__Object location annotation data__
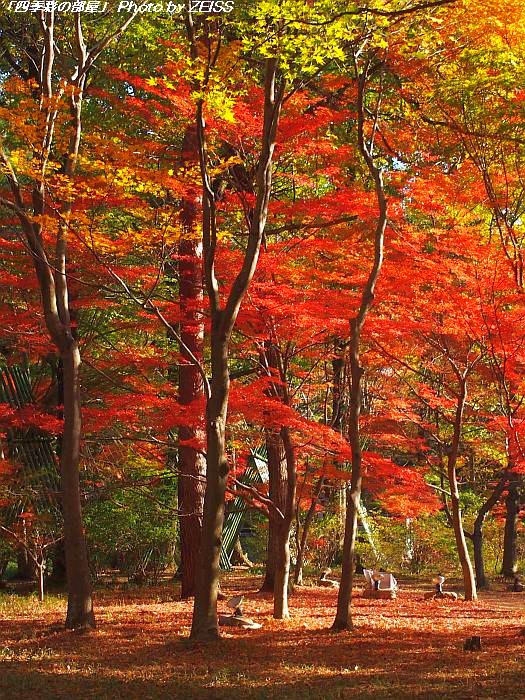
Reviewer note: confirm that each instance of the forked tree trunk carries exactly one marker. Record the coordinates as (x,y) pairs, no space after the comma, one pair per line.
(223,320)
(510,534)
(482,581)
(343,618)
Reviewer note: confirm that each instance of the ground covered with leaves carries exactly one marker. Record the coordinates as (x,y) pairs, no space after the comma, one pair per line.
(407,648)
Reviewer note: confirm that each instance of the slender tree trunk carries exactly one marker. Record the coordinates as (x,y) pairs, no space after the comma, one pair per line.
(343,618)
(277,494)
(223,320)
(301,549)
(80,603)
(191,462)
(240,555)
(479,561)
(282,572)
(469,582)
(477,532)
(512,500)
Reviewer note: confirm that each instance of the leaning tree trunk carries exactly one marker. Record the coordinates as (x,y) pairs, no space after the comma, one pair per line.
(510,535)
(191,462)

__SHORT TASK__
Rewrite the material as a JSON list of strings, one string per line and no blank lines. Start at the line that contains "Reviewer note: confirm that each instance of the slender" and end at the last line of the material.

__RESULT BELOW__
[
  "Reviewer note: confirm that each instance of the slender tree trunk carries exactly one marker. Record the coordinates as (x,y) pairs, no space after the comma, one pair per line.",
  "(343,618)",
  "(277,494)",
  "(223,320)",
  "(301,549)",
  "(80,603)",
  "(191,462)",
  "(240,555)",
  "(479,561)",
  "(282,572)",
  "(469,582)",
  "(477,532)",
  "(512,500)",
  "Reviewer note: confirm that each instance of the leaning tree trunk carries exactly one marker. Record the coordinates as (x,y) pairs, no space after the comma, one pair per line.",
  "(510,535)",
  "(191,462)"
]